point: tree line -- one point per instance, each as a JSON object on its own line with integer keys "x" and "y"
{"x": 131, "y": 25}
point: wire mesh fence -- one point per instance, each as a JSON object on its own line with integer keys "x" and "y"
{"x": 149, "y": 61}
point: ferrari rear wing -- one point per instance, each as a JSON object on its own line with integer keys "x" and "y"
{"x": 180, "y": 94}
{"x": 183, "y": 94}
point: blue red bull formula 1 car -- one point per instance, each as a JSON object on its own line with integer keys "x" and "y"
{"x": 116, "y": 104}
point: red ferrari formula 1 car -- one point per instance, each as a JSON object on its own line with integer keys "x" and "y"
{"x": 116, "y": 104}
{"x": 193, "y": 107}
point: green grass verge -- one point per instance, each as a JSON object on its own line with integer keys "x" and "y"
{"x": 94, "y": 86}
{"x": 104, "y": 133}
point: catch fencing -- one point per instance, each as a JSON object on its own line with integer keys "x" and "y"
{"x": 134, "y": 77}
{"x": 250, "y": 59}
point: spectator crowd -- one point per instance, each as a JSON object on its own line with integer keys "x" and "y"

# # # #

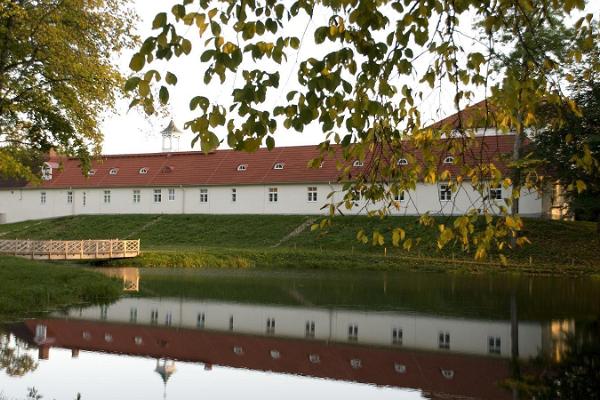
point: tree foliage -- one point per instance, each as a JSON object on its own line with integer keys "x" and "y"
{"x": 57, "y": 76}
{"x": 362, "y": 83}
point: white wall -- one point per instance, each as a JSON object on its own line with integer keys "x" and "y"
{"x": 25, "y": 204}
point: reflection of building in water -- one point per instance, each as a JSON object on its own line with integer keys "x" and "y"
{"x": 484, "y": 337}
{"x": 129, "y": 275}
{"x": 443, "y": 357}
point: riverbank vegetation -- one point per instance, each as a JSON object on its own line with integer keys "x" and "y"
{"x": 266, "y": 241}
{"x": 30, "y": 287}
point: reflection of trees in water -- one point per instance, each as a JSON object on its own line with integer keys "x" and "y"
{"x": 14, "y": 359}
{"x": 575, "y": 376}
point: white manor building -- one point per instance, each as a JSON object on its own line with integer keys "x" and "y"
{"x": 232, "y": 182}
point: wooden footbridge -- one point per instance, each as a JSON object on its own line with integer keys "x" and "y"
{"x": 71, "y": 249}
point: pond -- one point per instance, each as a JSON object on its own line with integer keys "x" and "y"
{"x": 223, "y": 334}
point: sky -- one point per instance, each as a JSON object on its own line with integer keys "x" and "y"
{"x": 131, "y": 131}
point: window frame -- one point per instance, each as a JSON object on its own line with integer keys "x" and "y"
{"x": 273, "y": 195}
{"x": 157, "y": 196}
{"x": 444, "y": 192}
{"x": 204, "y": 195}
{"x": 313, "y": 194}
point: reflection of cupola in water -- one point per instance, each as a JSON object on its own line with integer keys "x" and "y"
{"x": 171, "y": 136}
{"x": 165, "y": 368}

# # # #

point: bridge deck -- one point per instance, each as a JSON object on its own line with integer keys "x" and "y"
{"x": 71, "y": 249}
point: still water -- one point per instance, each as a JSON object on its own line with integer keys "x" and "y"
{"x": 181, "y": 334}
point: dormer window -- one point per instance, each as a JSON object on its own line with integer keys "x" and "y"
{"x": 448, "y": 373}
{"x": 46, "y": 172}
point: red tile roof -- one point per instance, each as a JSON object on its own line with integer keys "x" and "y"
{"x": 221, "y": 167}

# # # #

- Set problem: Extract every line in the entries above that contains the word "building".

- Expected answer:
point: reflection of building in water -- one point per instance, each as a JSON object on its own line with integer keys "x" and "y"
point: white manor building -- one point per instance, each as a JSON object on its own line with integer keys "x" and "y"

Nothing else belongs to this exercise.